-------- Document excerpt --------

BY WILLIAM G. BEASLEY
BERKELEY, UNIVERSITY OF CALIFORNIA PRESS, 1999
XVII + 299 PAGES
ISBN 0-520-22560-0 PAPERBACK

book cover for a brief history of japanese civilizationA Brief History of Japanese Civilization

BY CONRAD SCHIROKAUER
FORT WORTH, HARCOURT, BRACE COLLEGE PUBLISHERS, 1993
XI + 323 PAGES
ISBN 0-15-500282-1 PAPERBACK

Reviewed by PETER FROST

 

Teachers offering basic courses on Japan will welcome the recent publication of William G. Beasley’s general text. Elegantly written by one of the outstanding patriarchs (b.1919) of Japanese studies, Beasley’s text has the usual index, maps, bibliography, and short glossary found in works of this kind, and almost the same amount of text as Conrad Schirokauer’s heavily used but somewhat more expensive work. While James McClain’s magnificent new Japan: A Modern History (New York, W. W. Norton, 2002, 632 + 92 pages, ISBN 0-393-04156-5, Hardback) certainly should be added to this list in a later review, let us begin by comparing these two authori­tative texts.

-------- Data excerpts --------

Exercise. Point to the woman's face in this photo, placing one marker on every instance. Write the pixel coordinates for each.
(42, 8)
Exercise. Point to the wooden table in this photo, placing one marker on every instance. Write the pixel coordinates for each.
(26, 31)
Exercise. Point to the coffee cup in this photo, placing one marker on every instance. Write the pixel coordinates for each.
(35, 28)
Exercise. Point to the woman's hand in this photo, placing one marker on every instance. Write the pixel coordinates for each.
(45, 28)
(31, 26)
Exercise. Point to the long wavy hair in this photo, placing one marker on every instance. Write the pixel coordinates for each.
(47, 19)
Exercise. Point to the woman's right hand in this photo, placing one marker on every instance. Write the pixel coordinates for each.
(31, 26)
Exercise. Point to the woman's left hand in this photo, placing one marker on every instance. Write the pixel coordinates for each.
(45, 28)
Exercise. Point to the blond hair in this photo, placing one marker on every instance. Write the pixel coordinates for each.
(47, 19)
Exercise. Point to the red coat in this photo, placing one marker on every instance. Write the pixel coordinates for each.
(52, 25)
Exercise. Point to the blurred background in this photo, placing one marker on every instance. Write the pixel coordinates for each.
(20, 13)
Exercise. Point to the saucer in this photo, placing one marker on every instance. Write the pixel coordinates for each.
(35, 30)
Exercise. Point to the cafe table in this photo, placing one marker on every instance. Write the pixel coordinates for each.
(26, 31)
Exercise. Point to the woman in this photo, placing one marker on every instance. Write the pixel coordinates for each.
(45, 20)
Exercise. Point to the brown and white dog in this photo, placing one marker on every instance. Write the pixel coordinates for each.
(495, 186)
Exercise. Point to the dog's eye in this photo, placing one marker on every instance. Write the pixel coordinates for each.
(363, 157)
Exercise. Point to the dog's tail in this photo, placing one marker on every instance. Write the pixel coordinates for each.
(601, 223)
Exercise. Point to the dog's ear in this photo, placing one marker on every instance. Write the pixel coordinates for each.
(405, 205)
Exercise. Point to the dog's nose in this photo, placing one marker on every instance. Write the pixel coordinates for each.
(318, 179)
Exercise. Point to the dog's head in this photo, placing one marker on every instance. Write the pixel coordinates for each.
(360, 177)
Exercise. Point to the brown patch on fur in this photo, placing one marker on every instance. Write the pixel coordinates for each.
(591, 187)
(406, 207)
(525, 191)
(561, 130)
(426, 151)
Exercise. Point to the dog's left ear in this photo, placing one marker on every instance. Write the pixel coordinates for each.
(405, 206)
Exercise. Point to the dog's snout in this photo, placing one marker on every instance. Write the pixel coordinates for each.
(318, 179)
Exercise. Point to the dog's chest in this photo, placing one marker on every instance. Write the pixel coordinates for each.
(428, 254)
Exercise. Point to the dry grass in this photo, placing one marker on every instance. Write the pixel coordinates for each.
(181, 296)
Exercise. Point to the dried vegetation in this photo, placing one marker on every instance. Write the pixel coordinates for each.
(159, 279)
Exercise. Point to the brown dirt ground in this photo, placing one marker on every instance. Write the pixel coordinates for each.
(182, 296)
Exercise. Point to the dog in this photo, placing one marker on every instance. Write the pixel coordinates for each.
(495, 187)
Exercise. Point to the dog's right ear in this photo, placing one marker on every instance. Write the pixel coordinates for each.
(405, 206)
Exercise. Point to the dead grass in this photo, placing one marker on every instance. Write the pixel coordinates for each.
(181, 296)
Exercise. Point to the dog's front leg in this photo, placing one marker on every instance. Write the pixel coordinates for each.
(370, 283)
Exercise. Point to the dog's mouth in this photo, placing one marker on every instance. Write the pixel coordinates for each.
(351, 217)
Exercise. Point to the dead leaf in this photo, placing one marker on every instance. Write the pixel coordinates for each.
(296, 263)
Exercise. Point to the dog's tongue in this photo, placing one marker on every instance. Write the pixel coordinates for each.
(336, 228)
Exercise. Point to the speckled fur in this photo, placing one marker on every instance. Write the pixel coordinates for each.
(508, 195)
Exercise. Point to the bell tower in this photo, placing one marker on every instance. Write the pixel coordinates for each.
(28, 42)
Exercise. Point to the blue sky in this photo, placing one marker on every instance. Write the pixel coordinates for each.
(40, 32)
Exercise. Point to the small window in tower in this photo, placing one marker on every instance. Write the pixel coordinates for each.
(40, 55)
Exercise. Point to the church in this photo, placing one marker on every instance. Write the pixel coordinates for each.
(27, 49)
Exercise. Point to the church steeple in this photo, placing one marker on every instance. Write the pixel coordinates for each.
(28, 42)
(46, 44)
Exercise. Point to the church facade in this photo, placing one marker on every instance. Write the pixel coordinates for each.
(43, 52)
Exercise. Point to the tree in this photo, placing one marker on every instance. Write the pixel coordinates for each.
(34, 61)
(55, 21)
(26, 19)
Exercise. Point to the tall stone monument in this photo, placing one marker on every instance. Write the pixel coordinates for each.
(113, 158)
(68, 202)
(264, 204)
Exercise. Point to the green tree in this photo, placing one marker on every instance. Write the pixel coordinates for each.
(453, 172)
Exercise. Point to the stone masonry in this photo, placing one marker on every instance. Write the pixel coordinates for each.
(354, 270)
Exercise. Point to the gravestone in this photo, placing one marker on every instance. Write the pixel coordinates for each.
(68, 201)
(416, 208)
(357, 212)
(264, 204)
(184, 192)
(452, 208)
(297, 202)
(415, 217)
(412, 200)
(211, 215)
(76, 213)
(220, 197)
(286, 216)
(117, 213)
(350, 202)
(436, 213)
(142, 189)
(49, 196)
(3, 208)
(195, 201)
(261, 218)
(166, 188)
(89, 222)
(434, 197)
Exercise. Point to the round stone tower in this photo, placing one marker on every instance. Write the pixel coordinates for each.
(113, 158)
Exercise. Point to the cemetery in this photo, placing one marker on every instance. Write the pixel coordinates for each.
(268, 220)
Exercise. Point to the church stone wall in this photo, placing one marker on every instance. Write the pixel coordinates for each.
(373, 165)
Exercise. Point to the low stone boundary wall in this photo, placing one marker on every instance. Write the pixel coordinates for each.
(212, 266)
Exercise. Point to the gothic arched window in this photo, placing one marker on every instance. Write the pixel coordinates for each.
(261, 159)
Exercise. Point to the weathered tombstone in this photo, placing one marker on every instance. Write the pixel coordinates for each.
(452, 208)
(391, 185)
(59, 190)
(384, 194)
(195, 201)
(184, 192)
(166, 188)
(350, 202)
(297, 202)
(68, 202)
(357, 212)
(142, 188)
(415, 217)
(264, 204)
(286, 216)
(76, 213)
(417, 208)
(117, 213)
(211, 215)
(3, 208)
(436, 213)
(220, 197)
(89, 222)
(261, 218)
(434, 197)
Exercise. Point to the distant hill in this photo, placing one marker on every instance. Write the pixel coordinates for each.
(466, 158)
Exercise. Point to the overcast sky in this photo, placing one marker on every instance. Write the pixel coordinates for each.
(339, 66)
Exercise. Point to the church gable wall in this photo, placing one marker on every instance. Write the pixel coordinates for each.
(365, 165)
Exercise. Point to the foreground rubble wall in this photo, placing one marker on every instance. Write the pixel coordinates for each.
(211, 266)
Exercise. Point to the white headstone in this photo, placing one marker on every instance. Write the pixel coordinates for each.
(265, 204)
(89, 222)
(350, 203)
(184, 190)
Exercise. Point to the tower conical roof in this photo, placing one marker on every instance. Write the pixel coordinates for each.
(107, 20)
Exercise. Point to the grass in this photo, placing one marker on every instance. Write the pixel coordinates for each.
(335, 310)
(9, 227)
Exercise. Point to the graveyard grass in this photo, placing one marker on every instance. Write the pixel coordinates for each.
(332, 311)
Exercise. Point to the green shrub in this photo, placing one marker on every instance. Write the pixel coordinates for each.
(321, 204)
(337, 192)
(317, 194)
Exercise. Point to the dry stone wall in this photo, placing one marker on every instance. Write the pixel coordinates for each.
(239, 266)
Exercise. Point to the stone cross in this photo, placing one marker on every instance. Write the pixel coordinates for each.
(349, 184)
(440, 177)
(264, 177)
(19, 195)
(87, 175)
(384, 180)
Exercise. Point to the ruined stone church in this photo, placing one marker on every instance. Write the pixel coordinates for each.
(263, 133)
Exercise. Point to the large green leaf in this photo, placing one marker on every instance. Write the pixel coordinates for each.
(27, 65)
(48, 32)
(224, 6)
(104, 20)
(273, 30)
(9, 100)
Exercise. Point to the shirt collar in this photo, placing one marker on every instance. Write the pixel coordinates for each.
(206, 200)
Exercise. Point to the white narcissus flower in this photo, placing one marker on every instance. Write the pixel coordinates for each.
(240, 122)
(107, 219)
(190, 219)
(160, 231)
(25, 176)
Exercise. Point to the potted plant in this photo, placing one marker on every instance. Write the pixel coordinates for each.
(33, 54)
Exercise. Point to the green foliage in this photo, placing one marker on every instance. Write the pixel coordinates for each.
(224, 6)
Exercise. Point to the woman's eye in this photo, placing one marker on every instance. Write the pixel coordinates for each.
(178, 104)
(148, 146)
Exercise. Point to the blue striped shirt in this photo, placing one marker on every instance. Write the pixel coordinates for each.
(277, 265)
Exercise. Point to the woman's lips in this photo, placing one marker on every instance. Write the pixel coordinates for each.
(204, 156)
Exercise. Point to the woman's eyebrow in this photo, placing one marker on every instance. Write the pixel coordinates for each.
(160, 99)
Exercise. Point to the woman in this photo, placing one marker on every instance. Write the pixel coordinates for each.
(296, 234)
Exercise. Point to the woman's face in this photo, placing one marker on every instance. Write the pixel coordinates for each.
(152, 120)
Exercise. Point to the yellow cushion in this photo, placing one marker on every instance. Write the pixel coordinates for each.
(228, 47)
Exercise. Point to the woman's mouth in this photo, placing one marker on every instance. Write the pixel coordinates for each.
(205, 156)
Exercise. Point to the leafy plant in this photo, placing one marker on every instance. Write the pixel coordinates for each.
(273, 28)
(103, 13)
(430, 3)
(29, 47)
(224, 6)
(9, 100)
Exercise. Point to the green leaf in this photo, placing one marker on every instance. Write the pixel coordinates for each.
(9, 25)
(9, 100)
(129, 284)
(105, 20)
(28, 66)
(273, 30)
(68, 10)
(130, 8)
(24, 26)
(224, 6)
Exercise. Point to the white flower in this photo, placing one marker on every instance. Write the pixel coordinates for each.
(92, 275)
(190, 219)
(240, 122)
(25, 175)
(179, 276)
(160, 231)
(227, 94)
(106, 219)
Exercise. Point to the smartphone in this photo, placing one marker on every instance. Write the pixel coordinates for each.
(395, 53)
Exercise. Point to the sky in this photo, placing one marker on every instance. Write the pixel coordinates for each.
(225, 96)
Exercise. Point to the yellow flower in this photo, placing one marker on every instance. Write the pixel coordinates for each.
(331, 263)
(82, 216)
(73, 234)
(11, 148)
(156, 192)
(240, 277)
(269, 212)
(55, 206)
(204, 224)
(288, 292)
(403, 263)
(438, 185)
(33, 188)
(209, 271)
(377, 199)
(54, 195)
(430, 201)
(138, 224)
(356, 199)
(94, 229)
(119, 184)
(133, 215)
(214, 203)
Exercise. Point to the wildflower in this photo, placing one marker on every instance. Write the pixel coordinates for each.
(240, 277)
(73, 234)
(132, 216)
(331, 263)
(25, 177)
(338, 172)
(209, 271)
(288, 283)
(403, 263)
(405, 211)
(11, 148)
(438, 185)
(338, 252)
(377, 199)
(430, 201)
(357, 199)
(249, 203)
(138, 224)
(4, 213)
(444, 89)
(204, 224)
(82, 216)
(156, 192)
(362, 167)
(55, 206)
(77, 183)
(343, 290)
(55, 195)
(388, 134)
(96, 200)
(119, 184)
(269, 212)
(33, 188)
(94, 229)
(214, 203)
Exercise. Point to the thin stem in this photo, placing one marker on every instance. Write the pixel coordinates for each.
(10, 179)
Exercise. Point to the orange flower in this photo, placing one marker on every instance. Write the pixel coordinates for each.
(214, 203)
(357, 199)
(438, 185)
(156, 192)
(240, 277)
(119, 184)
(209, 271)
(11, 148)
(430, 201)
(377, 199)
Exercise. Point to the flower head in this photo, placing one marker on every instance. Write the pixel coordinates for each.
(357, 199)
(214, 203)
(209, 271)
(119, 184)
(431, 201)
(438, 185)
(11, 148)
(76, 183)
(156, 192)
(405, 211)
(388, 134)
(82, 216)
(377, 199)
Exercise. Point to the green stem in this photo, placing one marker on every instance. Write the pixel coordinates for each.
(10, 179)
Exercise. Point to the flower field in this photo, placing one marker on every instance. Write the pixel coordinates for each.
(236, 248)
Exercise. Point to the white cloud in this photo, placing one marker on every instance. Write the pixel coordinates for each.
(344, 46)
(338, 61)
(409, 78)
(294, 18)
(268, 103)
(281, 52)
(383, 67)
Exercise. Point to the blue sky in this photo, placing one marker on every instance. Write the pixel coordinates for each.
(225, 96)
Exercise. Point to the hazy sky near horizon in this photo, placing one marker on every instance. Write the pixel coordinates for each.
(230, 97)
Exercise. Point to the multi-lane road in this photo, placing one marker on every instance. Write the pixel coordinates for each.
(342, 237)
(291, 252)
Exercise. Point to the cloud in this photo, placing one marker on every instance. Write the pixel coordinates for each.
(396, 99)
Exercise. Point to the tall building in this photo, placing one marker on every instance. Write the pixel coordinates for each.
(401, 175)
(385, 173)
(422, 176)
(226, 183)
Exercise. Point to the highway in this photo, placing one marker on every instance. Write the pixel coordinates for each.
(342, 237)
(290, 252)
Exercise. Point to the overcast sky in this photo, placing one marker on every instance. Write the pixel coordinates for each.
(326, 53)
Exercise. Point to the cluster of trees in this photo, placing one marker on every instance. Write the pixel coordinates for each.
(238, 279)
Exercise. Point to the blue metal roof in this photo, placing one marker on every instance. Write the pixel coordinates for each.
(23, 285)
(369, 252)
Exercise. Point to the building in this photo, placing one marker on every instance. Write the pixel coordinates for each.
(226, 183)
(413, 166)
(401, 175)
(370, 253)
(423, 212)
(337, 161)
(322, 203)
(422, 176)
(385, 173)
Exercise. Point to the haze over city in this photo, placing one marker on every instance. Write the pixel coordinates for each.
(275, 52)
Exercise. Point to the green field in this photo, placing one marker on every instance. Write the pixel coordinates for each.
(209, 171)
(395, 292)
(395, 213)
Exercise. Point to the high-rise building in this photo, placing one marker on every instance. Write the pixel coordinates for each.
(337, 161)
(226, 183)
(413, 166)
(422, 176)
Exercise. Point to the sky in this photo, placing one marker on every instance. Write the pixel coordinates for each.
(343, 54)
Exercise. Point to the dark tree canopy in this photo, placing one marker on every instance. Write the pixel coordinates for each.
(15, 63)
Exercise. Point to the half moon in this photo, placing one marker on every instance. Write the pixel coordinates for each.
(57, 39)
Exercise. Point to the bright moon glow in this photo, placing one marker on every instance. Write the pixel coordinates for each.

--------

The tasks:
A: Transcribe the book review, beginning at the words "Reviewed by PETER" and stopping after "two authori­tative texts.".
B: Who are all the people named in the book review?
C: Take the book review further from the point where its text stops.

Answers to the exercises:
A:
Reviewed by PETER FROST

 

Teachers offering basic courses on Japan will welcome the recent publication of William G. Beasley’s general text. Elegantly written by one of the outstanding patriarchs (b.1919) of Japanese studies, Beasley’s text has the usual index, maps, bibliography, and short glossary found in works of this kind, and almost the same amount of text as Conrad Schirokauer’s heavily used but somewhat more expensive work. While James McClain’s magnificent new Japan: A Modern History (New York, W. W. Norton, 2002, 632 + 92 pages, ISBN 0-393-04156-5, Hardback) certainly should be added to this list in a later review, let us begin by comparing these two authori­tative texts.

B: William G. Beasley, Conrad Schirokauer, Peter Frost, James McClain

C:
Certainly both cover a lot of ground in different ways. Because Beasley has some inventive chapters that break away from the usual tendency to divide Japanese history into eras defined by where the capital was located and/or who was the Shogun or Emperor—in particular, “Relations with Asia and Europe, 1500–1700” and “Fifty Years of Foreign Wars, 1894–1945”—his text is less chronologically oriented that Schi­rokauer’s. There is obvious merit to analyzing closely connected foreign policy problems in a single chapter that spans traditional domestic era divisions, and yet Beasley does not always take advantage of his own format. He quotes, for example, the Showa Emperor’s (Hirohito’s) famous comment that Japan must “endure the unendurable” by surrendering in 1945 without pointing out that the Emperor deliberately used his grandfather’s words at the time of the 1895 Triple Intervention. Since Schirokauer also does not refer back to this unhappy event—but at least gives it more emphasis—both authors miss the chance to link foreign policy issues clearly seen as connected by Japan’s ruling elite.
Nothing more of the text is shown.